:: Records shown

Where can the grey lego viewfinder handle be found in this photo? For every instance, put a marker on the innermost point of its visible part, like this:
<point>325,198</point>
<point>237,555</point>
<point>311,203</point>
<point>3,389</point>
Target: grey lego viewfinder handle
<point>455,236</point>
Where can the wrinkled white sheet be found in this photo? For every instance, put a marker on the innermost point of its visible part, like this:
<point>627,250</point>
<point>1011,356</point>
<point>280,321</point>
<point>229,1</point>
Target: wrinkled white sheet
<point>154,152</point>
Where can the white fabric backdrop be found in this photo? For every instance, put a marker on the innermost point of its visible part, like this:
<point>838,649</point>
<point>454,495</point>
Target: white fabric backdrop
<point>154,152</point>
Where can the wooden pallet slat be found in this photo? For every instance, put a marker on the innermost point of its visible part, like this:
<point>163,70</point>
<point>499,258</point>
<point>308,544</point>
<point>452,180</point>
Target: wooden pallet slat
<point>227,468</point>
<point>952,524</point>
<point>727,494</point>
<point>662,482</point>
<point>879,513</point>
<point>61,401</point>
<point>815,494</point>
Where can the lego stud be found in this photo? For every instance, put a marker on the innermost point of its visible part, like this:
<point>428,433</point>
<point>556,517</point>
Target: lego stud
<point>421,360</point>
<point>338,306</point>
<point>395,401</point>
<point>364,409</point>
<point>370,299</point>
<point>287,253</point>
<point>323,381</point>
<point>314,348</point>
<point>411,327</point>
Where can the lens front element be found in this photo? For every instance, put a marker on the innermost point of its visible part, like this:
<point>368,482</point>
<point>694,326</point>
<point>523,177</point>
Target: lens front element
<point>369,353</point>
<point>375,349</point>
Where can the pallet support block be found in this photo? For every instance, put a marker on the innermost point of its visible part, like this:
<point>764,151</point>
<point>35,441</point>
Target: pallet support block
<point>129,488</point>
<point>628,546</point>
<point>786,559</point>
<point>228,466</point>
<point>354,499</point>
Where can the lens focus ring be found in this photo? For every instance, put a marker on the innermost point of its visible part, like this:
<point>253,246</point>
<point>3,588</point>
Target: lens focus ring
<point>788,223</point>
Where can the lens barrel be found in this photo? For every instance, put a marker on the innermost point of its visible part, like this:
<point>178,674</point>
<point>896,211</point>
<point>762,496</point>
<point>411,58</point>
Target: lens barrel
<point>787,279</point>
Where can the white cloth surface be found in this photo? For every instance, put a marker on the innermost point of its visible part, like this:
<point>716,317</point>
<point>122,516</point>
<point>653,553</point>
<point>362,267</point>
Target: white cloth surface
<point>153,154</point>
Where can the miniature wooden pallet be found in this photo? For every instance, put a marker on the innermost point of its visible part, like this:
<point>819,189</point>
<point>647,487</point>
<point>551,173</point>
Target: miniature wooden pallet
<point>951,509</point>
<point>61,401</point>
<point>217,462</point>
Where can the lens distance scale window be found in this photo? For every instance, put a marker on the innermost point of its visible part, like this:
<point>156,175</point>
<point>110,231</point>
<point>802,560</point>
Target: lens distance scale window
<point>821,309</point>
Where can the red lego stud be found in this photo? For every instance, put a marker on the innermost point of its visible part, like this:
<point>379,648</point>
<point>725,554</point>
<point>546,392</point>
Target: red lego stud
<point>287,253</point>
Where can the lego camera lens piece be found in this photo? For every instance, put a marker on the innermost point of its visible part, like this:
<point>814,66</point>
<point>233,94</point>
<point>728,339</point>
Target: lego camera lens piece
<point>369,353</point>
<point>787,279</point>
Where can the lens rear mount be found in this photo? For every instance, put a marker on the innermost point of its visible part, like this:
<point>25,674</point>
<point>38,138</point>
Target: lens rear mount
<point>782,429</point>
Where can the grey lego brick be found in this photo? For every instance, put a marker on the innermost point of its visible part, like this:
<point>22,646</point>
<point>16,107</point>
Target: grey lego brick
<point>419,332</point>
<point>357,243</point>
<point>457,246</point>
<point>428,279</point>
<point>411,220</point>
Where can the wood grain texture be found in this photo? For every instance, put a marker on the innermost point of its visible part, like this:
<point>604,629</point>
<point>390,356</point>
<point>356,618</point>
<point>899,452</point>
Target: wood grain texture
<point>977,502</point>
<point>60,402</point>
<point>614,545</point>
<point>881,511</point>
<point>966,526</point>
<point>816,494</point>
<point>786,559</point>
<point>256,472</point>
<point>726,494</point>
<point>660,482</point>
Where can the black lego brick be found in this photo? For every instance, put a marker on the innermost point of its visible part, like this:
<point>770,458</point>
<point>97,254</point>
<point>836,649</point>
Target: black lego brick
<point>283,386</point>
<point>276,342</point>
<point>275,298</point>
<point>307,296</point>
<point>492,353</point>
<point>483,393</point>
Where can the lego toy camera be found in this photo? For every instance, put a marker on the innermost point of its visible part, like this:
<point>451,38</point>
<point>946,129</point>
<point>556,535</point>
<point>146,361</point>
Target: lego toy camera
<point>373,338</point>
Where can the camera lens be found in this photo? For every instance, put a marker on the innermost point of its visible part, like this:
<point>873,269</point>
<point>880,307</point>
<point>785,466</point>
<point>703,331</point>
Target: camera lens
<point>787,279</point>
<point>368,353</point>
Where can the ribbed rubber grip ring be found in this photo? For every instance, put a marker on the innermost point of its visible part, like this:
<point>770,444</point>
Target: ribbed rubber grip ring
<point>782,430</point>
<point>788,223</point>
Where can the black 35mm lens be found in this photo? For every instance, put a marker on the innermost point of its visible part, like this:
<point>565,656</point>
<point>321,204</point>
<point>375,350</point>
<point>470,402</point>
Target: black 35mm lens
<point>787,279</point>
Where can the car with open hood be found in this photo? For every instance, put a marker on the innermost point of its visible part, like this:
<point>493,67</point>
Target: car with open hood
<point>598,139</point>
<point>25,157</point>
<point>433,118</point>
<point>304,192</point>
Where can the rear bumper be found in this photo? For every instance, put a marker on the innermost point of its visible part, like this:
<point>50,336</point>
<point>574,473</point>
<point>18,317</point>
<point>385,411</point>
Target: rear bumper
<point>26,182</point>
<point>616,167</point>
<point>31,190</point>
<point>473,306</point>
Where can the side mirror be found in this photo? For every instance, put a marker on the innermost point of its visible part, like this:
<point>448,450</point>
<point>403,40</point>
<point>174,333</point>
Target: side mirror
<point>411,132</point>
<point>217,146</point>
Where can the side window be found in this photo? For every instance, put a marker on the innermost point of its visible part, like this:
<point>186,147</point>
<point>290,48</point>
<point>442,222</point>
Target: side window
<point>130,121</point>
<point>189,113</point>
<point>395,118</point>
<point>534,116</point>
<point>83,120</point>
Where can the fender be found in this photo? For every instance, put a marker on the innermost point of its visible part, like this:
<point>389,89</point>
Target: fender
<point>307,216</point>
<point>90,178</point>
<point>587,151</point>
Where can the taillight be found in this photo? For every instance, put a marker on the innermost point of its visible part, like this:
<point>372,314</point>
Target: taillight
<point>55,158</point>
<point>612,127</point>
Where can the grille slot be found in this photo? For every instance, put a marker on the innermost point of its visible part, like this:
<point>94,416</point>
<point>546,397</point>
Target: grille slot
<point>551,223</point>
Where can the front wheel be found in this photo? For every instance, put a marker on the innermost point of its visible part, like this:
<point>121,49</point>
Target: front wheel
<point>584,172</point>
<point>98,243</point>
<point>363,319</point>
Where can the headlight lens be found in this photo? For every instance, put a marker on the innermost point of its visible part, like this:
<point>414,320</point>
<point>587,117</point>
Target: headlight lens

::::

Written exercise: Copy all the lines above again, switching every "put a marker" to "place a dot". Leave everything else unchanged.

Response to the task:
Where can the grey lego viewfinder handle be found in this photo? For every instance, place a dot on the innermost point of its visible part, like this:
<point>325,198</point>
<point>237,555</point>
<point>311,203</point>
<point>3,389</point>
Target: grey lego viewfinder handle
<point>455,236</point>
Where can the wrinkled white sheet be found in this photo? For every instance, place a dot on the innermost point of its visible part, like this:
<point>627,250</point>
<point>1011,356</point>
<point>280,321</point>
<point>229,1</point>
Target: wrinkled white sheet
<point>154,152</point>
Where can the white fabric backdrop be found in this photo? For every instance, place a dot on the innermost point of its visible part, like this:
<point>838,649</point>
<point>454,495</point>
Target: white fabric backdrop
<point>154,152</point>
Where can the wooden pallet slat be found in this photo? For every instance, place a dot on the innermost point of its visible part, like this:
<point>163,70</point>
<point>499,258</point>
<point>308,544</point>
<point>452,180</point>
Target: wooden pallet slat
<point>227,468</point>
<point>952,524</point>
<point>727,494</point>
<point>662,482</point>
<point>879,513</point>
<point>61,401</point>
<point>815,494</point>
Where can the lego stud be found in this photo? For every instance, place a dot on the innermost point of its visible part, like this:
<point>428,433</point>
<point>556,517</point>
Target: lego stud
<point>421,360</point>
<point>338,306</point>
<point>395,401</point>
<point>364,409</point>
<point>370,299</point>
<point>287,253</point>
<point>323,381</point>
<point>314,348</point>
<point>411,327</point>
Where can the lens front element be found in this photo? For every instance, place a dot on the innermost point of its visible part, like this:
<point>368,482</point>
<point>694,326</point>
<point>523,177</point>
Target: lens front element
<point>369,353</point>
<point>375,349</point>
Where can the pallet support block be found in this photo? For every instance, place a dot on the innermost point of its visible part, like this:
<point>764,151</point>
<point>35,441</point>
Target: pallet support block
<point>129,488</point>
<point>628,546</point>
<point>786,559</point>
<point>228,466</point>
<point>354,499</point>
Where can the lens focus ring be found in this photo? For every instance, place a dot on the innermost point of its visible part, like this:
<point>253,246</point>
<point>3,588</point>
Target: lens focus ring
<point>788,223</point>
Where can the lens barrel be found in this photo? For every instance, place a dot on the innermost point of its visible part, like this:
<point>178,674</point>
<point>896,211</point>
<point>762,496</point>
<point>411,58</point>
Target: lens barrel
<point>787,279</point>
Where can the white cloth surface be found in this photo? For every instance, place a dot on the innermost point of its visible part, like this:
<point>716,317</point>
<point>122,516</point>
<point>653,553</point>
<point>362,267</point>
Target: white cloth surface
<point>153,154</point>
Where can the miniature wooden pallet be found in this photo? For every instance, place a dot on the innermost point of its visible part, like this:
<point>819,189</point>
<point>647,487</point>
<point>551,173</point>
Target: miniature wooden pallet
<point>951,509</point>
<point>61,401</point>
<point>217,462</point>
Where can the lens distance scale window be found in this photo? For every instance, place a dot on the innermost point of its visible part, like this:
<point>156,175</point>
<point>110,231</point>
<point>802,560</point>
Target: lens distance scale window
<point>821,309</point>
Where can the red lego stud be found in this photo? For every instance, place a dot on the innermost point of its visible part, like this:
<point>379,648</point>
<point>725,554</point>
<point>546,392</point>
Target: red lego stud
<point>287,253</point>
Where can the lego camera lens piece be found in this photo? For every instance, place a dot on the innermost point of its visible part, like this:
<point>814,66</point>
<point>233,94</point>
<point>728,339</point>
Target: lego camera lens piece
<point>369,353</point>
<point>787,279</point>
Where can the lens rear mount be found in this photo? For every instance, place a dot on the innermost point of its visible part, like this:
<point>25,674</point>
<point>38,138</point>
Target: lens rear mount
<point>782,429</point>
Where can the grey lego brick be found in this photo? For every instance, place a dot on the innermost point of its visible part, like this:
<point>22,646</point>
<point>16,107</point>
Target: grey lego brick
<point>419,332</point>
<point>357,243</point>
<point>457,246</point>
<point>428,279</point>
<point>411,220</point>
Where can the wood grain texture be found in this photo? For every instance, place a dot on the innermost point of its visible part, like this:
<point>604,629</point>
<point>390,356</point>
<point>356,618</point>
<point>899,452</point>
Target: wood grain texture
<point>977,502</point>
<point>60,402</point>
<point>614,545</point>
<point>881,511</point>
<point>966,526</point>
<point>816,494</point>
<point>786,559</point>
<point>256,472</point>
<point>726,494</point>
<point>660,482</point>
Where can the black lego brick be found in this photo? For every instance, place a dot on the innermost point of its visible part, like this:
<point>770,458</point>
<point>97,254</point>
<point>836,649</point>
Target: black lego brick
<point>283,386</point>
<point>276,342</point>
<point>275,298</point>
<point>307,296</point>
<point>492,353</point>
<point>483,393</point>
Where can the lego toy camera be found in this photo? For every instance, place a dot on the innermost point of its visible part, like this:
<point>451,38</point>
<point>946,129</point>
<point>556,535</point>
<point>146,361</point>
Target: lego toy camera
<point>373,338</point>
Where can the camera lens be found in this photo? For every instance, place a dot on the innermost point of its visible part, like this:
<point>873,269</point>
<point>880,307</point>
<point>785,466</point>
<point>703,331</point>
Target: camera lens
<point>787,279</point>
<point>368,353</point>
Where can the ribbed rubber grip ring be found in this photo? For every instance, place a dot on the innermost point of its visible part, like this:
<point>770,444</point>
Target: ribbed rubber grip ring
<point>782,430</point>
<point>788,223</point>
Where can the black 35mm lens be found in this photo? For every instance, place a dot on the innermost point of its visible part, like this:
<point>565,656</point>
<point>321,204</point>
<point>375,350</point>
<point>470,402</point>
Target: black 35mm lens
<point>787,279</point>
Where can the car with open hood be found in this photo? For every instance, place a dot on the innermost point of its visible part, like this:
<point>493,67</point>
Target: car with open hood
<point>598,139</point>
<point>25,157</point>
<point>433,118</point>
<point>304,192</point>
Where can the rear bumper be found in this photo? For every instance, place a dot on the innermost point of its visible part, like this:
<point>50,336</point>
<point>574,473</point>
<point>18,317</point>
<point>385,411</point>
Target: rear bumper
<point>26,182</point>
<point>616,167</point>
<point>31,190</point>
<point>473,306</point>
Where can the side mirror be found in this photo? For every instance, place a dot on the innermost point of its visible part, like this:
<point>448,450</point>
<point>403,40</point>
<point>174,333</point>
Target: side mirror
<point>411,132</point>
<point>217,146</point>
Where can the side window be found in this photo? For every instance, place a dot on the innermost point of its visible part, like this:
<point>186,147</point>
<point>290,48</point>
<point>442,222</point>
Target: side window
<point>130,121</point>
<point>189,113</point>
<point>395,118</point>
<point>534,116</point>
<point>83,120</point>
Where can the fender be found in this photo? For every instance, place a dot on the innermost point of its visible part, like this:
<point>389,89</point>
Target: fender
<point>307,216</point>
<point>90,178</point>
<point>587,151</point>
Where can the taillight be found in this photo? For every instance, place a dot on the innermost point of its visible part, like this:
<point>372,314</point>
Target: taillight
<point>55,158</point>
<point>612,127</point>
Where can the grille slot be found in this photo? For every instance, place a dot on the innermost point of its visible part, like this:
<point>94,416</point>
<point>546,397</point>
Target: grille slot
<point>551,223</point>
Where can the front wheel be found in this photo? For every instance, place a dot on the innermost point of its visible part, like this:
<point>121,49</point>
Target: front wheel
<point>584,172</point>
<point>98,243</point>
<point>363,319</point>
Where can the headlight lens be found in this photo? For every instance, place a dot on the innermost point of its visible part, like this:
<point>414,320</point>
<point>587,117</point>
Target: headlight lens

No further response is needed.